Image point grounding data
☆ ☆ ☆

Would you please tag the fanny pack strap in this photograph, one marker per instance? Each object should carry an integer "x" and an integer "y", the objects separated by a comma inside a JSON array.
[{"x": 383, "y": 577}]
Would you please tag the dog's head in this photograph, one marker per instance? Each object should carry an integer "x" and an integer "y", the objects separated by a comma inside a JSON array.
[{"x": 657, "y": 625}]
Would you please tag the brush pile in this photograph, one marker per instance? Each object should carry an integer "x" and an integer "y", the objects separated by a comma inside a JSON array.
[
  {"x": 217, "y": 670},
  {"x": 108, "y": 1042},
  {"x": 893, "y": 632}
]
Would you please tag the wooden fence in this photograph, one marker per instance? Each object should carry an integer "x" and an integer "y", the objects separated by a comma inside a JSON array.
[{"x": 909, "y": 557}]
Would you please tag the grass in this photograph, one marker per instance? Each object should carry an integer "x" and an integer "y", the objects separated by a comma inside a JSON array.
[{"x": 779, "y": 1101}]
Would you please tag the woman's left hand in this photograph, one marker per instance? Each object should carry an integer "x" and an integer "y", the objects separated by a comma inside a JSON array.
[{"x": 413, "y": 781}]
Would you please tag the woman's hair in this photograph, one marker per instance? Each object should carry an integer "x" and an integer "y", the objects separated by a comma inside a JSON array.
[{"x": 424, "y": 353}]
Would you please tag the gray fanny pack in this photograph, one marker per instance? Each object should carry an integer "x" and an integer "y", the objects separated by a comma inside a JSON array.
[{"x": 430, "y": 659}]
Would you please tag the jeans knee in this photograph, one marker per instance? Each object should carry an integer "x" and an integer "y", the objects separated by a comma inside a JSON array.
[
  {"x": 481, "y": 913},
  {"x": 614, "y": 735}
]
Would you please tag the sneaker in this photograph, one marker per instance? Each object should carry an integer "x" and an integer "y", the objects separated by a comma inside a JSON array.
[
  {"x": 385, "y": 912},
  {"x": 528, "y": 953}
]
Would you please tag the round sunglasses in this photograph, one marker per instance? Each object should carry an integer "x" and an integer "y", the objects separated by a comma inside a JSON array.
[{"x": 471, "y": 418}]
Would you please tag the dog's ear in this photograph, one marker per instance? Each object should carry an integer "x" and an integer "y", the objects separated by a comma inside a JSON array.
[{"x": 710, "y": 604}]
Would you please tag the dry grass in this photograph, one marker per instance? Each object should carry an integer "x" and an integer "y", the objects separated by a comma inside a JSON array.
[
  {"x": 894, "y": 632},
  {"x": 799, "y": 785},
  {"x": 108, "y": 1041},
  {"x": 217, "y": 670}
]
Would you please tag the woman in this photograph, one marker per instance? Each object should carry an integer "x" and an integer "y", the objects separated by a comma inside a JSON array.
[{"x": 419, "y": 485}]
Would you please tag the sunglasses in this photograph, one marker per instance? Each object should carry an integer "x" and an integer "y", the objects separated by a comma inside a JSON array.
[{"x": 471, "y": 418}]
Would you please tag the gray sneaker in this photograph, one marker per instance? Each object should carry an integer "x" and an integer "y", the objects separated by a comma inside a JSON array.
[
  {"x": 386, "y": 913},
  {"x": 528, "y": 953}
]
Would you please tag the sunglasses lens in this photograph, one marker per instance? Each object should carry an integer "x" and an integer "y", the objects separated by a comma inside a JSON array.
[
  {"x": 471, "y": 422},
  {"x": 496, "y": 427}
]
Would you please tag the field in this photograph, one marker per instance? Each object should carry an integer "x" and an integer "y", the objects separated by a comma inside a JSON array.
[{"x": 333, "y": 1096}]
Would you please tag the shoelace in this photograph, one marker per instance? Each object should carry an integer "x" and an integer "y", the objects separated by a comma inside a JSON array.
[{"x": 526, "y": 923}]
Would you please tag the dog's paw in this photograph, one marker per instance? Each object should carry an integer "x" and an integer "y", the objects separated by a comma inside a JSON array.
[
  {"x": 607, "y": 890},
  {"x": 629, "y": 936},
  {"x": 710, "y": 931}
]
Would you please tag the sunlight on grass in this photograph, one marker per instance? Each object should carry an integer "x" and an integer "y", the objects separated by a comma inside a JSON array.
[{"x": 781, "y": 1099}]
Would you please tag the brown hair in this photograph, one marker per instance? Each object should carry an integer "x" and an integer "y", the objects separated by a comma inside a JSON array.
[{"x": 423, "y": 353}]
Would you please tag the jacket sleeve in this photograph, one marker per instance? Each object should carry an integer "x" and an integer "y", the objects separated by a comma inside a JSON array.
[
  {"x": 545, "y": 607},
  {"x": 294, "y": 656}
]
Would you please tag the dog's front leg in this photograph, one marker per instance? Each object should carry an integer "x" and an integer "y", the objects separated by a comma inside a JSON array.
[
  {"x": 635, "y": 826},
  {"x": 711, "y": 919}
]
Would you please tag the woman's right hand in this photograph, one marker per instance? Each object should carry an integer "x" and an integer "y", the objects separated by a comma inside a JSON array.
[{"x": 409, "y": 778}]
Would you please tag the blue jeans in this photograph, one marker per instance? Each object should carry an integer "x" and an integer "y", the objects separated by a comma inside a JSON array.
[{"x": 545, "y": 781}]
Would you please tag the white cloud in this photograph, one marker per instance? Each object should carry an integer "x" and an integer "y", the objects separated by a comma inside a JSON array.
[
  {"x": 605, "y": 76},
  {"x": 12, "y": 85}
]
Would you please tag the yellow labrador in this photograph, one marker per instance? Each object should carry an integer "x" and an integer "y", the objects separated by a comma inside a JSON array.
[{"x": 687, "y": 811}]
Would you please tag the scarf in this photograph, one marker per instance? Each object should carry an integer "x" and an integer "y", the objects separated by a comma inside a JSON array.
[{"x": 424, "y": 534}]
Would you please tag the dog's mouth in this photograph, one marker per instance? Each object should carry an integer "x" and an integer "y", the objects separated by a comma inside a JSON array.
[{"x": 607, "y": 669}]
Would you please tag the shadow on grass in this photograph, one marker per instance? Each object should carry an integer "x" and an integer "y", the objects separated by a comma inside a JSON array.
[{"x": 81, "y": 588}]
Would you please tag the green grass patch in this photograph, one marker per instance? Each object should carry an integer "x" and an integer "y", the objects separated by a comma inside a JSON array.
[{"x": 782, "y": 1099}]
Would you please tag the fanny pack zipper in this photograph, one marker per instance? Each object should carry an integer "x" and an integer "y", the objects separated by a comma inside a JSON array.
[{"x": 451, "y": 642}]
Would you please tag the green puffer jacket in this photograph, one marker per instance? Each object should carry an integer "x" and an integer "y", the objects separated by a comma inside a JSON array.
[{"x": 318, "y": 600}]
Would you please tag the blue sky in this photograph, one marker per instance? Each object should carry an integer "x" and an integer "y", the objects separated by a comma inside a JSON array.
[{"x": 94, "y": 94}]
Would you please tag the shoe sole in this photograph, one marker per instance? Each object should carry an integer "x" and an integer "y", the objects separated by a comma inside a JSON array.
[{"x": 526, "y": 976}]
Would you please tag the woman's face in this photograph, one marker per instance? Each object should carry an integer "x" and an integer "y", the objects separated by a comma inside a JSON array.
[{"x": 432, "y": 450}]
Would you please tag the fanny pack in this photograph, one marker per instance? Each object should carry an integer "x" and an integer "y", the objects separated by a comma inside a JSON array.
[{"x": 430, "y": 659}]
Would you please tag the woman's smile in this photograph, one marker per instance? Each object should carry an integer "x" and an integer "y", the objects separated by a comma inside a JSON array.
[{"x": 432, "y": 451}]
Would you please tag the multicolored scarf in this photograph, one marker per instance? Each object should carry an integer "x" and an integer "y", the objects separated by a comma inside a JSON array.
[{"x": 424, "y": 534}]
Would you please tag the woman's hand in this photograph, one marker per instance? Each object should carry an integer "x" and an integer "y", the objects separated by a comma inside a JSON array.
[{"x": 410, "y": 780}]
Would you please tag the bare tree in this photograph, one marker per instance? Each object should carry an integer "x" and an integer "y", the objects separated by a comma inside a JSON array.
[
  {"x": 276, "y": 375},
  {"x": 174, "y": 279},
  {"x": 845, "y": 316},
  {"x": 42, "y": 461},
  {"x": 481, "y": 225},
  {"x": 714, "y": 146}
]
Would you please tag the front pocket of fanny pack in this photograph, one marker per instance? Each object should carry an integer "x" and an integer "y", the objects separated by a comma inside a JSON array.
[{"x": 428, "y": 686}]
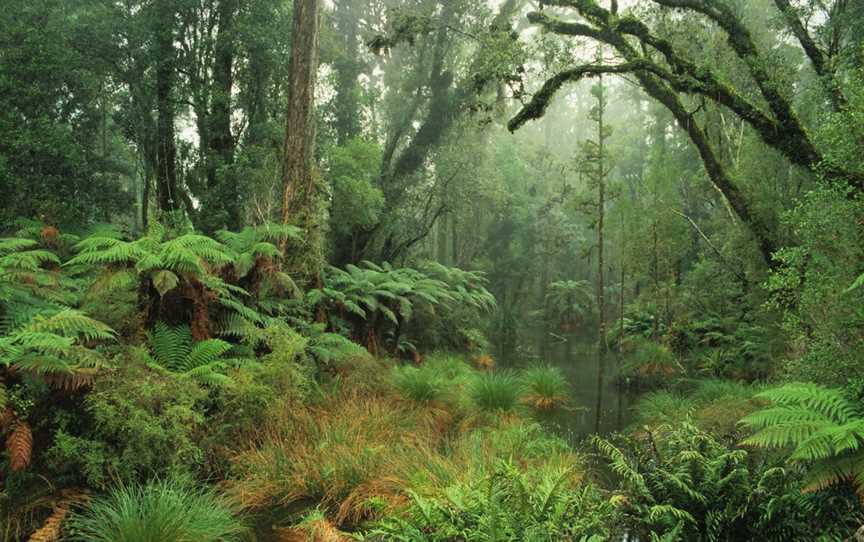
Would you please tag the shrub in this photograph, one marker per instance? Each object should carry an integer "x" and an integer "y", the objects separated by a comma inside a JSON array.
[
  {"x": 681, "y": 483},
  {"x": 495, "y": 391},
  {"x": 339, "y": 455},
  {"x": 715, "y": 406},
  {"x": 546, "y": 388},
  {"x": 164, "y": 511},
  {"x": 647, "y": 361},
  {"x": 507, "y": 504},
  {"x": 137, "y": 424}
]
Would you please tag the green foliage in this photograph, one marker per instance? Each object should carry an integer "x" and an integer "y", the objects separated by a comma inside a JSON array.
[
  {"x": 823, "y": 428},
  {"x": 184, "y": 267},
  {"x": 168, "y": 510},
  {"x": 715, "y": 406},
  {"x": 545, "y": 388},
  {"x": 135, "y": 424},
  {"x": 571, "y": 303},
  {"x": 367, "y": 299},
  {"x": 421, "y": 384},
  {"x": 174, "y": 350},
  {"x": 508, "y": 504},
  {"x": 352, "y": 170},
  {"x": 495, "y": 390},
  {"x": 648, "y": 361},
  {"x": 254, "y": 252},
  {"x": 682, "y": 484},
  {"x": 811, "y": 286},
  {"x": 55, "y": 347}
]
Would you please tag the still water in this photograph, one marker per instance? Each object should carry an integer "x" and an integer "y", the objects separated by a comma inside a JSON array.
[{"x": 577, "y": 358}]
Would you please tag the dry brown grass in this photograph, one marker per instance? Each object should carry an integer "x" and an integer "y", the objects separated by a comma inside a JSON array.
[
  {"x": 340, "y": 454},
  {"x": 318, "y": 530}
]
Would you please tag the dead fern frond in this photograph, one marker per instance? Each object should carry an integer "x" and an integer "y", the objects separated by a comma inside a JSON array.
[
  {"x": 19, "y": 445},
  {"x": 7, "y": 416},
  {"x": 53, "y": 526},
  {"x": 318, "y": 530}
]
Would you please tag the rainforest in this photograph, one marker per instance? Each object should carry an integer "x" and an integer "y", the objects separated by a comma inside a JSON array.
[{"x": 431, "y": 270}]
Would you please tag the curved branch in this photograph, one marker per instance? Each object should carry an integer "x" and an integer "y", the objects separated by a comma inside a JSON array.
[
  {"x": 741, "y": 41},
  {"x": 820, "y": 60},
  {"x": 536, "y": 108}
]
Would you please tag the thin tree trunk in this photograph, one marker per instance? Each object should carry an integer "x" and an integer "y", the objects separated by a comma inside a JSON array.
[
  {"x": 166, "y": 151},
  {"x": 601, "y": 203},
  {"x": 298, "y": 179},
  {"x": 221, "y": 141}
]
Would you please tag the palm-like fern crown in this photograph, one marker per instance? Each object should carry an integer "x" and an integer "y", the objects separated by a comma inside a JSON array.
[
  {"x": 168, "y": 262},
  {"x": 821, "y": 426},
  {"x": 253, "y": 242},
  {"x": 394, "y": 292},
  {"x": 27, "y": 286},
  {"x": 173, "y": 349},
  {"x": 57, "y": 348}
]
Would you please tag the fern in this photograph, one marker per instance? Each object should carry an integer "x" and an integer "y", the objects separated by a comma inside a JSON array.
[
  {"x": 174, "y": 350},
  {"x": 19, "y": 446},
  {"x": 55, "y": 348},
  {"x": 683, "y": 484},
  {"x": 822, "y": 427}
]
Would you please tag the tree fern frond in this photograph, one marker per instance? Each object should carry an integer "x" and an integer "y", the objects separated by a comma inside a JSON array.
[
  {"x": 829, "y": 402},
  {"x": 15, "y": 244},
  {"x": 170, "y": 345},
  {"x": 19, "y": 446},
  {"x": 204, "y": 353},
  {"x": 72, "y": 323}
]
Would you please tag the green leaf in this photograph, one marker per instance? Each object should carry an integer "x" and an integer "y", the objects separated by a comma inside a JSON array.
[{"x": 164, "y": 281}]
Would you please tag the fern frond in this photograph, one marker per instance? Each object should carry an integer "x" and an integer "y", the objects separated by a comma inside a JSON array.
[
  {"x": 204, "y": 353},
  {"x": 170, "y": 345},
  {"x": 829, "y": 402},
  {"x": 72, "y": 323},
  {"x": 19, "y": 446}
]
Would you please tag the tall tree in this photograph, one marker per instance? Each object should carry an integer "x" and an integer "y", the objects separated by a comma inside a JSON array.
[
  {"x": 167, "y": 194},
  {"x": 668, "y": 73},
  {"x": 298, "y": 179}
]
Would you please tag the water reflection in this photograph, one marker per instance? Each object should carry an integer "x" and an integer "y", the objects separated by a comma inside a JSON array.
[{"x": 578, "y": 359}]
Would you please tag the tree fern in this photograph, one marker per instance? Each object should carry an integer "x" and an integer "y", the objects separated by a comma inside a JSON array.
[
  {"x": 370, "y": 296},
  {"x": 822, "y": 427},
  {"x": 56, "y": 348},
  {"x": 173, "y": 349},
  {"x": 683, "y": 484},
  {"x": 172, "y": 265}
]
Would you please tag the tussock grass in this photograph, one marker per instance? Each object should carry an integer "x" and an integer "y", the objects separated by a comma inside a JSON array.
[
  {"x": 496, "y": 391},
  {"x": 545, "y": 388},
  {"x": 337, "y": 455},
  {"x": 170, "y": 510},
  {"x": 419, "y": 384}
]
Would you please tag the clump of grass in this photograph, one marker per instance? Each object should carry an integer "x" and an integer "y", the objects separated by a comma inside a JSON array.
[
  {"x": 450, "y": 366},
  {"x": 419, "y": 384},
  {"x": 495, "y": 391},
  {"x": 484, "y": 362},
  {"x": 545, "y": 388},
  {"x": 646, "y": 359},
  {"x": 712, "y": 405},
  {"x": 338, "y": 455},
  {"x": 169, "y": 510}
]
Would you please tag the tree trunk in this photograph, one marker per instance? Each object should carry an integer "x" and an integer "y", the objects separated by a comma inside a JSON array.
[
  {"x": 348, "y": 70},
  {"x": 298, "y": 178},
  {"x": 601, "y": 215},
  {"x": 166, "y": 151},
  {"x": 221, "y": 143}
]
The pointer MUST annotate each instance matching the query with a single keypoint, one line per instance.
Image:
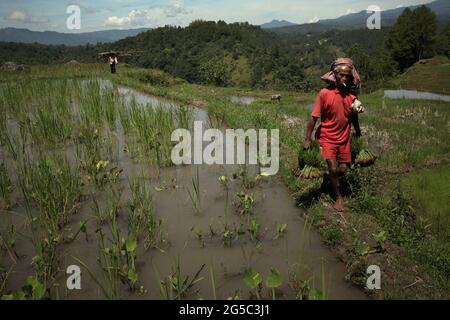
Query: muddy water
(242, 100)
(300, 251)
(415, 95)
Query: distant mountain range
(277, 24)
(358, 20)
(70, 39)
(350, 21)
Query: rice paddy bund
(86, 179)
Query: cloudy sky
(127, 14)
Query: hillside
(432, 76)
(358, 20)
(236, 54)
(277, 24)
(70, 39)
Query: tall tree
(412, 37)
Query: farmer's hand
(307, 144)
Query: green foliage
(311, 157)
(413, 36)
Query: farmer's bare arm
(355, 121)
(309, 130)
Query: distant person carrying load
(338, 108)
(113, 62)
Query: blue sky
(126, 14)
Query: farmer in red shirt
(334, 107)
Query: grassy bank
(397, 216)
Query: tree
(425, 30)
(412, 37)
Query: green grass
(409, 137)
(430, 189)
(433, 76)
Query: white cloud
(314, 20)
(151, 17)
(24, 17)
(349, 11)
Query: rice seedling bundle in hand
(310, 162)
(361, 154)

☆ ☆ ☆

* To do *
Your answer should consist only of the lines from the one that holds "Query: distant person carrying load" to the end of the entries above, both ends included, each repeated exactly.

* Solution *
Query: distant person carrying load
(338, 108)
(113, 62)
Query: blue sky
(126, 14)
Query: farmer in red shirt
(334, 107)
Query: grassy bank
(397, 216)
Query: tree
(425, 30)
(412, 37)
Query: green grass
(409, 137)
(430, 189)
(433, 76)
Query: white cloud
(314, 20)
(151, 17)
(24, 17)
(349, 11)
Query: rice seedling bundle in hand
(310, 162)
(361, 154)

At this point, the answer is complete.